* SOURCE *

▬▬▬

Récemment, j'ai rencontré un adolescent dont l'humour, la vivacité d'esprit et le sens de la répartie m'ont enchantée. Et je suis déjà entourée de beaucoup d'ados plus drôles et intelligents les uns que les autres. Ce gosse m'a fait rire, mais rire.... C'est un gamin très cultivé, avide de comprendre, avec des idées parfois lumineuses sur la géopolitique, sur l'écologie, etc... Il lit énormément, des fictions surtout.... Bon. Tu me vois venir? Il fait vingt fautes par dictée. Trente parfois. Ca le déprime, ça le lamine, ça lui fait honte.... Il n'y peut rien. Tu l'imagines vivre cette émotion de honte, ce sentiment d'exclusion une fois par jour? Heureusement qu'il est trop vieux maintenant pour retourner à l'école de Najat. Il souffre déjà suffisamment en 3ème avec une dictée par quinzaine !

Qu'est-ce qui se passe en France? Nous sommes épinglés par PISA** régulièrement. Non seulement pour notre faible niveau en math ou en enseignement des langues par exemple mais aussi pour avoir un système scolaire qui augmentent les inégalités sociales au lieu de les réduire. Oui, je sais, ce n'est pas ce que tu entends à la radio ou ce que tu vois à la télé. Dans les médias, ce que tu entends, c'est que nous avons le meilleur système de santé du monde, la meilleure école au monde, les meilleurs enseignants, bla bla bla... Bah non. Et pour ça, il suffit d'avoir voyagé un peu ou même seulement d'avoir parlé avec des étrangers pour comprendre que ce n'est pas vrai. J'allais dire que, peut-être, nous avions le système éducatif le moins cher au monde mais même pas! La Cour des Comptes vient de sortir un rapport qui dézingue ça aussi, avec des lycéens qui nous coûtent 10 000 € par an pour un résultat médiocre***. Quand je dis "les lycéens nous coûtent", c'est faux. C'est le lycée qui coûte 10 000€/élève, c'est différent.

Bref.... La religion chez nous, c'est l'orthographe et les tables de multiplication. Ca, c'est le dogme absolu: ce que l'on appelle "les bases". Aaaah les bases.... Assise régulièrement en conseil de classe, j'entends "il lui manque les bases", "elle n'a pas les bases", ce qui se passe de commentaire pour tout le monde. De fait, ça semble tellement logique, comment réussir quand on n'a pas les bases?

Ce qui n'est pas remis en cause, c'est que d'une part, les "bases" déterminent le reste (va apprendre la musique classique si tu ne sais pas lire), et que d'autre part, les "bases" ont été déterminées il y a très, très longtemps. Lorsque savoir lire et écrire suffisait à faire de toi un homme pensant. Je dis un homme parce qu'à l'époque, la question n'était pas d'enseigner la lecture aux femmes, la question concernant les femmes était de savoir si elles avaient une âme. Ou pas. Comme les vaches ou les chiens. Si, si, ça date de si loin que ça, les bases qui régissent encore notre enseignement. Lire, écrire et compter. Charlemagne, quoi.

▬▬▬

* TÂCHES À RÉALISER *
a) D'après le texte sur l'école, combien le lycée coûte-t-il par élève et par an selon le rapport de la Cour des comptes ?
b) Reprenez le texte sur l'école et poursuivez-le à partir de « Charlemagne, quoi. ».
Les enregistrements forment un matériau indépendant du texte sur l'école.

▬▬▬

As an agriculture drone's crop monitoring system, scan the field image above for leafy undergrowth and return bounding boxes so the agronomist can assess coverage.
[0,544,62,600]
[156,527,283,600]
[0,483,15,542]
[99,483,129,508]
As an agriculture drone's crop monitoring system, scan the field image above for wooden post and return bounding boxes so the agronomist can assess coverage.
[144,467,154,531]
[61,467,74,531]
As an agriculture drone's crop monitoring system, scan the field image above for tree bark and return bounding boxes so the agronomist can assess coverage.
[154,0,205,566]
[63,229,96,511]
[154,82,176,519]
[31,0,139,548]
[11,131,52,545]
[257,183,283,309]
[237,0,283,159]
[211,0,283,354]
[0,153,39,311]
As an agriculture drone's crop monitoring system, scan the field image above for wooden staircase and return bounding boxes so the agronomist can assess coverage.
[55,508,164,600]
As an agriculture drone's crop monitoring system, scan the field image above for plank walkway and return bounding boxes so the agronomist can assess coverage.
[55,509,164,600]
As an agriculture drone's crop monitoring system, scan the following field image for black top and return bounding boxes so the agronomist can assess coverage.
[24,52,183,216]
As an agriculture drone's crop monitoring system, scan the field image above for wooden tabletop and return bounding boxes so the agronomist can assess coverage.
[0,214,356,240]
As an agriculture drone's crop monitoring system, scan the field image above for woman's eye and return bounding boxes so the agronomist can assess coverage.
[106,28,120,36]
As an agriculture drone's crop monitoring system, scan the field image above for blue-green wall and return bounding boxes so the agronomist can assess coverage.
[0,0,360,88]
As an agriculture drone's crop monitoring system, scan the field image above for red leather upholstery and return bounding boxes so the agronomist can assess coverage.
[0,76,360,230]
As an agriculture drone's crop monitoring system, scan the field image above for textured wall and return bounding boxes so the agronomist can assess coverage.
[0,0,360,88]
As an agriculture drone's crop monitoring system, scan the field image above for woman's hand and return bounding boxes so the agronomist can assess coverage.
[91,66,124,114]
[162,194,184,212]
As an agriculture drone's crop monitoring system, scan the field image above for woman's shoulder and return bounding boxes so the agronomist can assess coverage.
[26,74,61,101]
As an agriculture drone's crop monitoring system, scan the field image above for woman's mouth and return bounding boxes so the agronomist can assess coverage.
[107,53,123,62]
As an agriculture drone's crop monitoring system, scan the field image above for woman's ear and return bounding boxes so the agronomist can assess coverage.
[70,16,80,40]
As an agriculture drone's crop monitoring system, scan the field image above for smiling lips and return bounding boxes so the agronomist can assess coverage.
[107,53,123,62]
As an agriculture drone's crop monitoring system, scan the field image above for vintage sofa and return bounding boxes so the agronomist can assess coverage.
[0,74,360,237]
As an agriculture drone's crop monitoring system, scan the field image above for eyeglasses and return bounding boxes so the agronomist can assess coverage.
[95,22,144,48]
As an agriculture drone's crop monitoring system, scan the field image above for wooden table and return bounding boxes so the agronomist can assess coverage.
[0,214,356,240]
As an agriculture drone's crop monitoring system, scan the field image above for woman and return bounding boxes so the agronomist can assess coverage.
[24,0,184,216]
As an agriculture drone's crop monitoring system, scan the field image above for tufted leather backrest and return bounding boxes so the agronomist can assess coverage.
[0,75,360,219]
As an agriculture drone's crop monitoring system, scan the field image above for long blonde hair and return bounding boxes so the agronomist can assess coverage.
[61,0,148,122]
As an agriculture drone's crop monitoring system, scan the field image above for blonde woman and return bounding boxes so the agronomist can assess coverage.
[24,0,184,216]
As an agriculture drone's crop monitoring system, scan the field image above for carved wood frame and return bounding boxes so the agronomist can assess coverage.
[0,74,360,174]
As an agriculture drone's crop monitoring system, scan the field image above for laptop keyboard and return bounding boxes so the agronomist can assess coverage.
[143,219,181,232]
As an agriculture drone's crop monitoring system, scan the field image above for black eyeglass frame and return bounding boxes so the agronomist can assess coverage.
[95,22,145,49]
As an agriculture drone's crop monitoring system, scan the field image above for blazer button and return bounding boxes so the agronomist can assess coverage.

▬▬▬

* RÉPONSES DE L'EXERCICE *
a) 10 000 € par élève et par an.

b)
Depuis 1983, nous savons (ou pourrions savoir) que les intelligences sont multiples ****.  Que si l'intelligence verbale et l'intelligence logico-mathématique dominent dans l'enseignement proposé à l'école, elles sont loin de représenter la totalité des intelligences humaines. Le problème, c'est que le pouvoir de décision est aux mains de personnes qui sont largement pourvues en intelligences verbale et/ou logico-mathématique. Forcément, ce sont ceux qui réussissent à l'école. Tu vois un énarque, tu as compris: il cause, il compte. Point. Moi qui te parle, tu auras compris aussi que je me base sur une intelligence linguistique/verbale et -moins- logico-mathématique pour écrire et réfléchir tout ça. Mais il y a aussi de l'intelligence inter-personnelle et de l'intra-personnelle dans mes textes, un peu de spatiale et de naturaliste et pas autant que je voudrais de kinesthésique ou de musicale.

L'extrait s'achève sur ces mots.